■ Your instructions
Print out each record below, unaltered and complete, without its images.

■ Listed records
------------------------------------------------------------

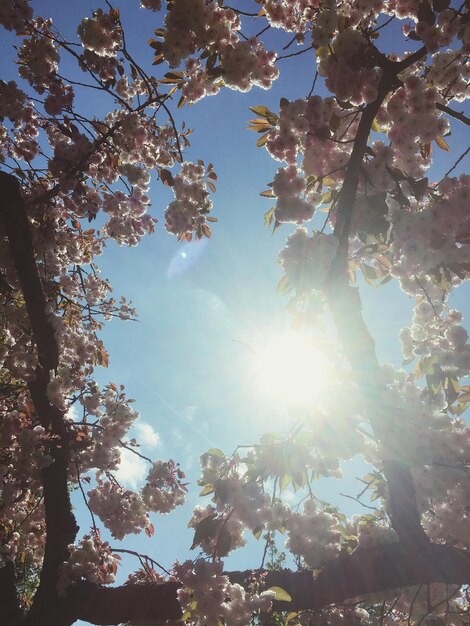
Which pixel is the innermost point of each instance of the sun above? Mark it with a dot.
(292, 368)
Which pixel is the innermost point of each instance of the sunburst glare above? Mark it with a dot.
(291, 368)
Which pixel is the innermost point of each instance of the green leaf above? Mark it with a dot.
(206, 529)
(442, 143)
(269, 217)
(284, 286)
(263, 111)
(224, 542)
(262, 140)
(376, 126)
(257, 532)
(280, 594)
(207, 490)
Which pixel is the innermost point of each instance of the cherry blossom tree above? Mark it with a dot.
(70, 182)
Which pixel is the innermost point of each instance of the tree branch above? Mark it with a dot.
(457, 114)
(9, 606)
(366, 571)
(61, 527)
(345, 305)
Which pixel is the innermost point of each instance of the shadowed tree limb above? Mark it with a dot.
(61, 527)
(10, 612)
(345, 306)
(366, 571)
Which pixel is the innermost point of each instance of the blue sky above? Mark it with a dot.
(185, 360)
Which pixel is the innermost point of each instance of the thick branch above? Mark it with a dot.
(61, 526)
(22, 253)
(345, 306)
(457, 114)
(9, 606)
(366, 571)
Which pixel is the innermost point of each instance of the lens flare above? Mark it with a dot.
(291, 368)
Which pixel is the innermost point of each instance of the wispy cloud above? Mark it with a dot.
(132, 469)
(146, 435)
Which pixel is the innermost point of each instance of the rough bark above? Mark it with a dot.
(366, 571)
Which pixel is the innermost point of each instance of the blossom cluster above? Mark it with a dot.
(306, 259)
(91, 559)
(188, 212)
(207, 596)
(311, 535)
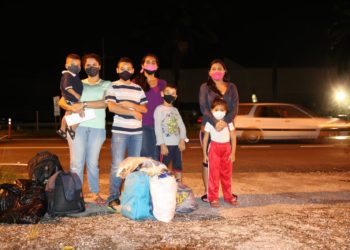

------------------------------------------------------------

■ Solution
Which pixel is the innermost point of each instance of the sun above? Mark it with a dot.
(292, 368)
Which pixel is the innermost point of each instance of the sunburst glare above? Mark it with a dot.
(291, 368)
Which pixel is the innermost point of each instance of the green leaf above? Mark it with a dot.
(206, 529)
(442, 143)
(269, 217)
(284, 286)
(263, 111)
(224, 542)
(262, 140)
(376, 126)
(257, 532)
(280, 594)
(207, 490)
Which pixel is the innermost point of each instance of the cherry blossom tree above? Mark it with a dot.
(70, 182)
Which pixel is the innermost point of each instance of the tree branch above? Mark it with a dot.
(457, 114)
(9, 606)
(366, 571)
(61, 527)
(345, 305)
Which pixel is the innermost point of each instance of the shadowed tree limb above? Mark it with a dot.
(61, 527)
(10, 612)
(345, 306)
(366, 571)
Which pixel is the innermost point of each instance of the blue sky above? Mark it with a dot.
(185, 360)
Which pixel is the innermost point of each instance of the thick branch above? Mark it with a dot.
(61, 526)
(22, 253)
(345, 306)
(457, 114)
(9, 606)
(366, 571)
Which pixel is the innermost point of each instance of the lens flare above? Mark it with a dot.
(291, 368)
Which pixel is the innermost point of each instance of the wispy cloud above? Mark it with a dot.
(132, 469)
(146, 435)
Which pixel is the innermost point of each instance of the rough bark above? Mark it with a dot.
(366, 571)
Which pixel is the innermost point of each instance of the blossom cluster above? Mark it with a dot.
(306, 259)
(91, 559)
(188, 212)
(207, 596)
(311, 535)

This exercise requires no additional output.